Supplied records:
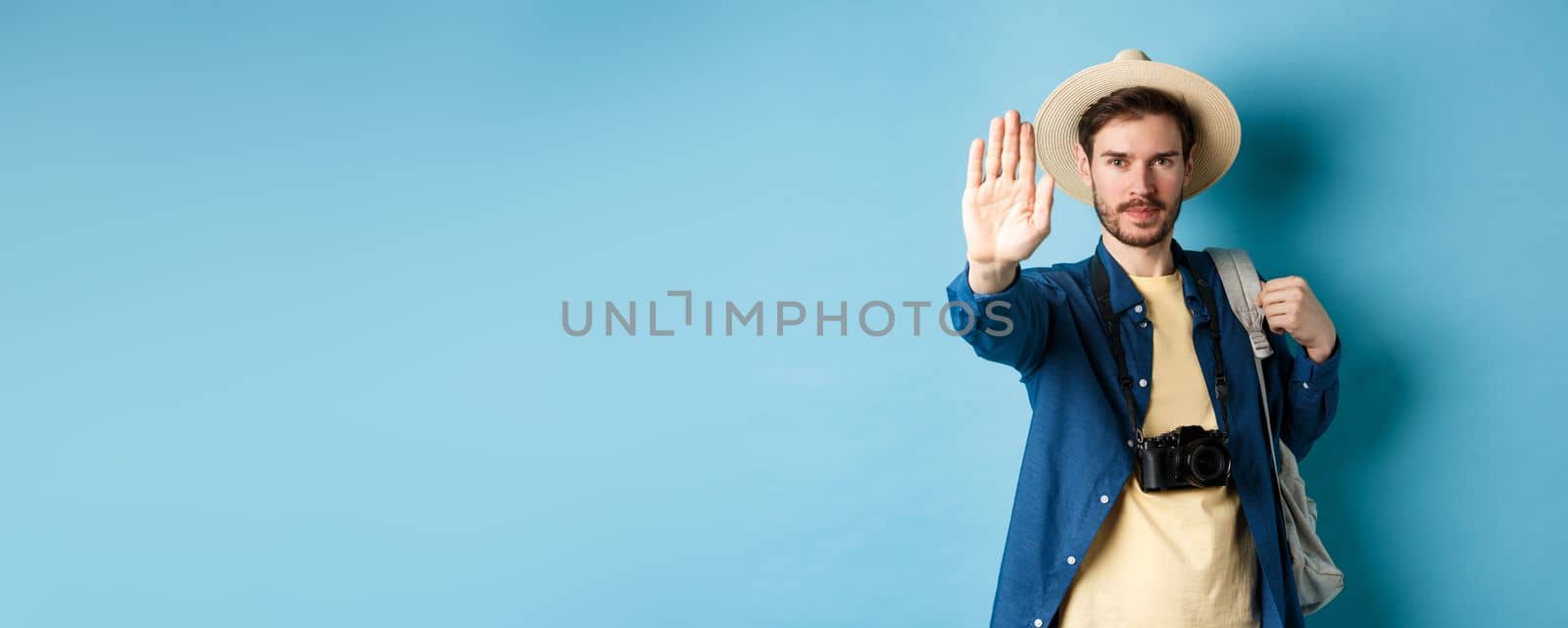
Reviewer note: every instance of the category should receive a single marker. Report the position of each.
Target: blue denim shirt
(1079, 437)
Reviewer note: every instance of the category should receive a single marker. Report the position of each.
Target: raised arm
(1004, 309)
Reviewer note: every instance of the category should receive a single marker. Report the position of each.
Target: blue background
(282, 296)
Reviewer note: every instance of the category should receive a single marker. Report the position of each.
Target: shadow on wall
(1275, 191)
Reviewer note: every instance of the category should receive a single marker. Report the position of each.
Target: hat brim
(1219, 130)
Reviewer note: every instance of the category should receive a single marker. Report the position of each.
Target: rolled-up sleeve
(1008, 326)
(1311, 398)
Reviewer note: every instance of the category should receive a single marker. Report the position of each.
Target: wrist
(988, 277)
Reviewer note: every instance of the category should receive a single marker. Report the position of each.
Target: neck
(1142, 262)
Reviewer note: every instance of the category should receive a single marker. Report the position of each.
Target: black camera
(1188, 456)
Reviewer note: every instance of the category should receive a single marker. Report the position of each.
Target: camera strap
(1102, 284)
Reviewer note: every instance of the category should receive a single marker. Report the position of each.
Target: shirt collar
(1125, 295)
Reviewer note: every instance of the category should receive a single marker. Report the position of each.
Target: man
(1089, 544)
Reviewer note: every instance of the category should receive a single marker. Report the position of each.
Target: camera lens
(1207, 463)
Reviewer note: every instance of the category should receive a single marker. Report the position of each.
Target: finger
(1277, 309)
(1045, 195)
(976, 151)
(1282, 321)
(1010, 148)
(1026, 152)
(993, 151)
(1274, 295)
(1043, 198)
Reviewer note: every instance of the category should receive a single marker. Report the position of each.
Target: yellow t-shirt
(1173, 557)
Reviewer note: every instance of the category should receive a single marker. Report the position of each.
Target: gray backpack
(1317, 578)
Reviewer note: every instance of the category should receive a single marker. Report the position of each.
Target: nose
(1142, 183)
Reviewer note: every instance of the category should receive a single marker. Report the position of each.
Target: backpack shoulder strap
(1243, 287)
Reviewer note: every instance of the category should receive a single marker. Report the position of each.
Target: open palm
(1005, 217)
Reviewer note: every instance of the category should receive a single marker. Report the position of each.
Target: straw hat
(1219, 132)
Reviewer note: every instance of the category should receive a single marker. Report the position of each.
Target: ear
(1082, 160)
(1186, 177)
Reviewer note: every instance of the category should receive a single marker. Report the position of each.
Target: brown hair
(1134, 104)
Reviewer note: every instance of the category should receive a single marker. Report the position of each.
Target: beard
(1137, 237)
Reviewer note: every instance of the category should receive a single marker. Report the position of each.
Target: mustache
(1141, 206)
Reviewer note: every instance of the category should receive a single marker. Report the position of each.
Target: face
(1137, 174)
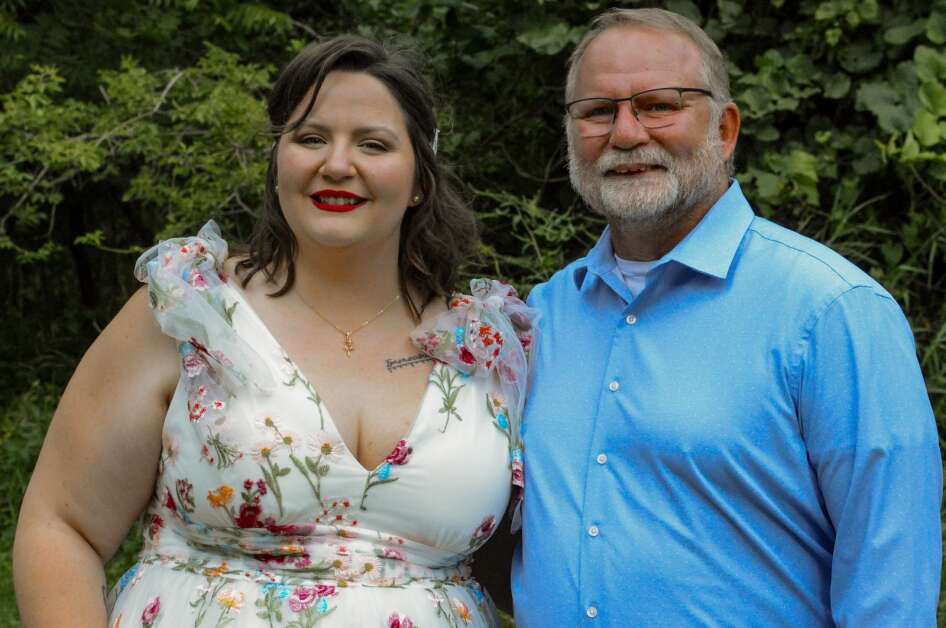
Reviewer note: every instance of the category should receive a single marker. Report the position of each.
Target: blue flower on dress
(127, 577)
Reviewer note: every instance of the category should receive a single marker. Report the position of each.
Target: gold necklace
(348, 345)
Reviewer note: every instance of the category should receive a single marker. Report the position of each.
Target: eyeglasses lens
(653, 109)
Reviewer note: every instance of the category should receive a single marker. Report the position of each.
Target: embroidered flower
(304, 597)
(220, 497)
(196, 410)
(216, 572)
(231, 599)
(401, 453)
(155, 526)
(396, 620)
(462, 610)
(151, 611)
(194, 364)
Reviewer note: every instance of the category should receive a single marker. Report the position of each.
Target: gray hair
(715, 74)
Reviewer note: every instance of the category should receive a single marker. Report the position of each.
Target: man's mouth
(634, 169)
(337, 201)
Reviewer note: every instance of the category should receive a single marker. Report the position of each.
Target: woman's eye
(310, 140)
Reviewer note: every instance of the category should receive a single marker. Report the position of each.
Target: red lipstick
(337, 201)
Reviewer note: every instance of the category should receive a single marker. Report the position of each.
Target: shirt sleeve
(872, 440)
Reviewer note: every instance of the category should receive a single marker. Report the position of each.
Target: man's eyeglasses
(653, 108)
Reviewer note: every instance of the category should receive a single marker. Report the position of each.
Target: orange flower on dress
(220, 497)
(463, 611)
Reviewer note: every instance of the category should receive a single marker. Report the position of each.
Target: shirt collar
(709, 248)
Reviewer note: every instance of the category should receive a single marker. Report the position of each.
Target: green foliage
(122, 122)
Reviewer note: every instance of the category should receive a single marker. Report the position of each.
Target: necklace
(349, 345)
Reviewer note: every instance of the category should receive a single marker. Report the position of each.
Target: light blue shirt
(749, 442)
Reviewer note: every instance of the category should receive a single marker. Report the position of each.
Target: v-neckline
(327, 414)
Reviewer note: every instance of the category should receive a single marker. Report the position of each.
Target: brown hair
(436, 235)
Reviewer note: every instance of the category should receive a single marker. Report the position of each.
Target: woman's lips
(337, 201)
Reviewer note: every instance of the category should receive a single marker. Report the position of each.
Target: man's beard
(656, 199)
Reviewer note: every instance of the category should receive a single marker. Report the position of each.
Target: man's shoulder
(783, 252)
(563, 281)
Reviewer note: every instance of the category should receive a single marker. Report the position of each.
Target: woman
(299, 460)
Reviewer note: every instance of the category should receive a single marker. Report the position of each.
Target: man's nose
(626, 130)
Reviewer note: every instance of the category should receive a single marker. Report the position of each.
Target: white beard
(657, 199)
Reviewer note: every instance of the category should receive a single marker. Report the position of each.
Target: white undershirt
(634, 273)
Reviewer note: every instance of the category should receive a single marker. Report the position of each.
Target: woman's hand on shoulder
(99, 460)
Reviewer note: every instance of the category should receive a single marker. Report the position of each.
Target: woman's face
(346, 174)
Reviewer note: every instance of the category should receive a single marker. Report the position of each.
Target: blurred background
(123, 122)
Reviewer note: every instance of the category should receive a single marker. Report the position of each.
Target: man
(727, 424)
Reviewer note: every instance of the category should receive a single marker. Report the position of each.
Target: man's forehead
(635, 50)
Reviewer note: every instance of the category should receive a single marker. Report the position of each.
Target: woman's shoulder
(192, 299)
(487, 329)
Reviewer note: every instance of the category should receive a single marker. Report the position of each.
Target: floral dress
(262, 517)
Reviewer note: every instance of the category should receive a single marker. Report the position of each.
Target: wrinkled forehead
(633, 58)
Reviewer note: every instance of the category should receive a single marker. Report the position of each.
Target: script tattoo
(392, 364)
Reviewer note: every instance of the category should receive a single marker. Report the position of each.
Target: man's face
(646, 176)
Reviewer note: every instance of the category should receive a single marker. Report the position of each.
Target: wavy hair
(437, 235)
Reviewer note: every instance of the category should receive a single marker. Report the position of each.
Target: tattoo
(393, 364)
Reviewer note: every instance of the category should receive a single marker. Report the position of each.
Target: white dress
(262, 517)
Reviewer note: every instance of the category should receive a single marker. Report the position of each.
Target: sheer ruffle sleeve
(193, 304)
(490, 331)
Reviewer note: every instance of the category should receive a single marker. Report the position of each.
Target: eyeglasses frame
(630, 101)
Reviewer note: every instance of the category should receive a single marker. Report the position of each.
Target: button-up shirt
(749, 442)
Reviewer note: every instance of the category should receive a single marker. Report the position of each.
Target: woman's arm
(95, 472)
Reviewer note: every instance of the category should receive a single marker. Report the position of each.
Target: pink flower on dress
(466, 357)
(401, 454)
(518, 477)
(151, 612)
(397, 620)
(194, 364)
(198, 281)
(302, 598)
(485, 528)
(196, 410)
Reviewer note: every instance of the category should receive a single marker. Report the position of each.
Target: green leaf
(936, 27)
(837, 86)
(881, 99)
(860, 57)
(685, 8)
(933, 96)
(550, 38)
(926, 128)
(899, 35)
(930, 64)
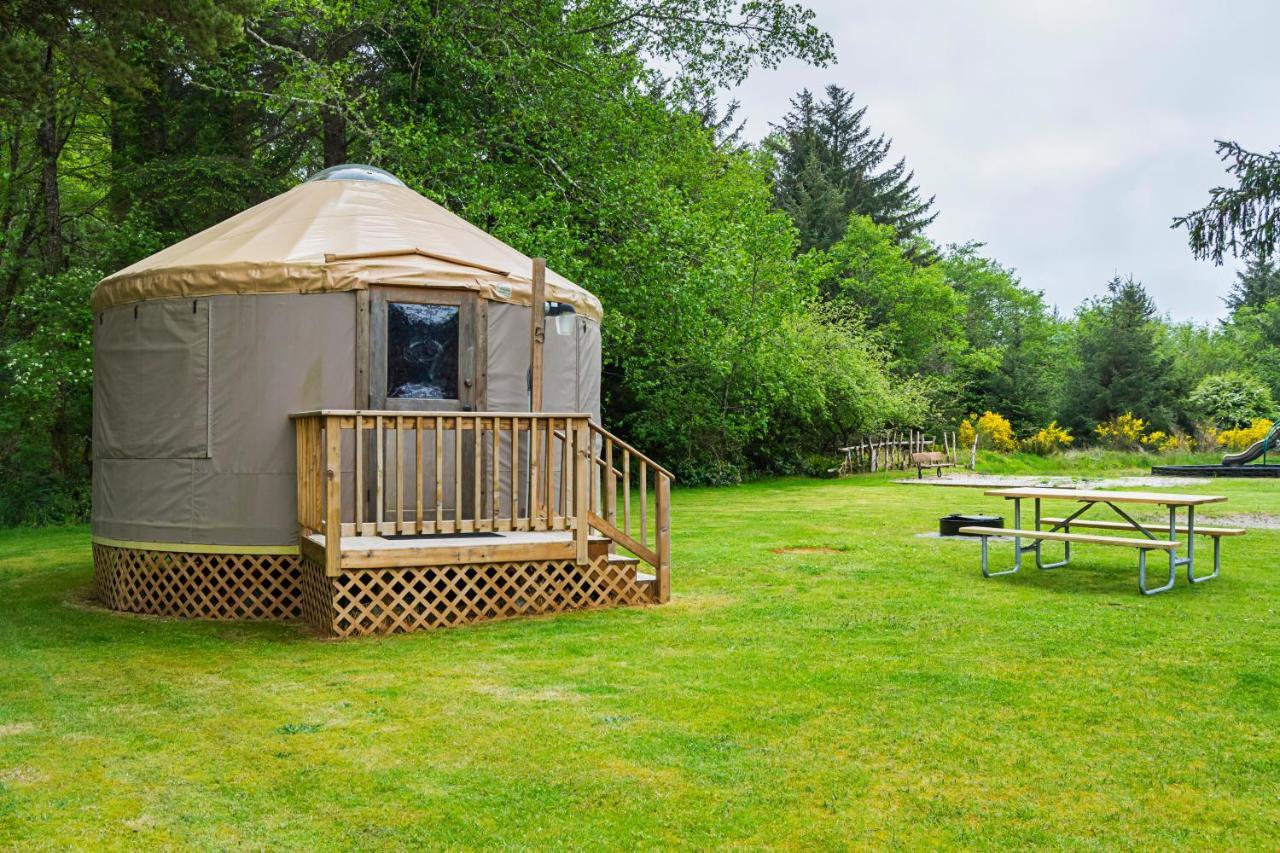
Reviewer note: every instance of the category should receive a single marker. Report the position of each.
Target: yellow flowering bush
(1048, 441)
(1237, 439)
(992, 430)
(1161, 443)
(1123, 432)
(1128, 433)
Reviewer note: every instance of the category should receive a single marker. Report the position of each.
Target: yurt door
(424, 356)
(423, 350)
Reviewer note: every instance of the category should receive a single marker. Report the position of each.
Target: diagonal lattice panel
(385, 601)
(199, 585)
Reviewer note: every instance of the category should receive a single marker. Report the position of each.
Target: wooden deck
(380, 552)
(456, 518)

What is expected:
Which lines of the material contain the word "forehead"? Copy each of those lines out, treating uppercase and lowercase as different.

Answer to the problem:
Target: man's forehead
Target: wrinkled forehead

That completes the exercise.